To be done →
Leave the pictures out. Return all other data exactly.

* begin *

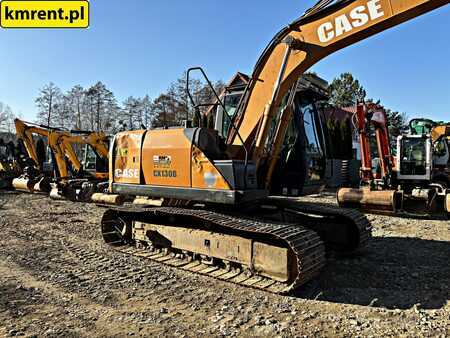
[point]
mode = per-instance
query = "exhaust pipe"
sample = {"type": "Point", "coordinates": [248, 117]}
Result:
{"type": "Point", "coordinates": [382, 201]}
{"type": "Point", "coordinates": [108, 199]}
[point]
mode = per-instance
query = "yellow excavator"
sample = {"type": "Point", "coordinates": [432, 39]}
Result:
{"type": "Point", "coordinates": [59, 171]}
{"type": "Point", "coordinates": [9, 166]}
{"type": "Point", "coordinates": [209, 209]}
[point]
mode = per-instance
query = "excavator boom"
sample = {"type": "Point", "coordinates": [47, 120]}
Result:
{"type": "Point", "coordinates": [320, 32]}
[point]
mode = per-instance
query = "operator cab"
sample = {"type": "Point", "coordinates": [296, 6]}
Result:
{"type": "Point", "coordinates": [302, 164]}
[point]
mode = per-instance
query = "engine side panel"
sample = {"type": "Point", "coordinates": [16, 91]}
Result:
{"type": "Point", "coordinates": [127, 157]}
{"type": "Point", "coordinates": [166, 158]}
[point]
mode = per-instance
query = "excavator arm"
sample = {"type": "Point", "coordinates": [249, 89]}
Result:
{"type": "Point", "coordinates": [321, 31]}
{"type": "Point", "coordinates": [97, 140]}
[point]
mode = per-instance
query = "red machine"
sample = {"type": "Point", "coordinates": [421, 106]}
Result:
{"type": "Point", "coordinates": [373, 114]}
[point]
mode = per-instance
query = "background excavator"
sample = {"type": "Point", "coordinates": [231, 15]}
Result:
{"type": "Point", "coordinates": [9, 165]}
{"type": "Point", "coordinates": [216, 217]}
{"type": "Point", "coordinates": [59, 169]}
{"type": "Point", "coordinates": [415, 182]}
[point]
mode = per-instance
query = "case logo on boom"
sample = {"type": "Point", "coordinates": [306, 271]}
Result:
{"type": "Point", "coordinates": [345, 23]}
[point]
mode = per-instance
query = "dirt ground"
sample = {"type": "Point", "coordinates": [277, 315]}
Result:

* end *

Final answer →
[point]
mode = per-instance
query = "exhaust pipe"
sample = {"type": "Point", "coordinates": [248, 117]}
Result:
{"type": "Point", "coordinates": [382, 201]}
{"type": "Point", "coordinates": [108, 199]}
[point]
mode = per-instance
query = "yellow excavator"
sample = {"type": "Point", "coordinates": [432, 39]}
Result:
{"type": "Point", "coordinates": [59, 171]}
{"type": "Point", "coordinates": [9, 166]}
{"type": "Point", "coordinates": [209, 209]}
[point]
mode = per-instance
query = "excavator boom"
sample = {"type": "Point", "coordinates": [47, 120]}
Result:
{"type": "Point", "coordinates": [320, 32]}
[point]
mode = per-instance
query = "operator cab"
sample = {"type": "Point", "coordinates": [296, 6]}
Result:
{"type": "Point", "coordinates": [302, 164]}
[point]
mode = per-instance
query = "engine side panel"
sample = {"type": "Point", "coordinates": [16, 91]}
Result:
{"type": "Point", "coordinates": [127, 157]}
{"type": "Point", "coordinates": [166, 158]}
[point]
mode = per-instance
query = "excavator arm"
sample = {"type": "Point", "coordinates": [249, 89]}
Result:
{"type": "Point", "coordinates": [321, 31]}
{"type": "Point", "coordinates": [97, 140]}
[point]
mode = per-instance
query = "red machine"
sample = {"type": "Point", "coordinates": [421, 106]}
Result:
{"type": "Point", "coordinates": [373, 114]}
[point]
mode = per-instance
query = "background excavator"
sample = {"type": "Point", "coordinates": [231, 15]}
Result:
{"type": "Point", "coordinates": [9, 165]}
{"type": "Point", "coordinates": [216, 217]}
{"type": "Point", "coordinates": [59, 169]}
{"type": "Point", "coordinates": [415, 182]}
[point]
mode = per-instance
query = "case logo on boom"
sample = {"type": "Point", "coordinates": [306, 271]}
Result:
{"type": "Point", "coordinates": [345, 23]}
[point]
mode = per-instance
query = "dirt ground"
sample = {"type": "Point", "coordinates": [277, 315]}
Result:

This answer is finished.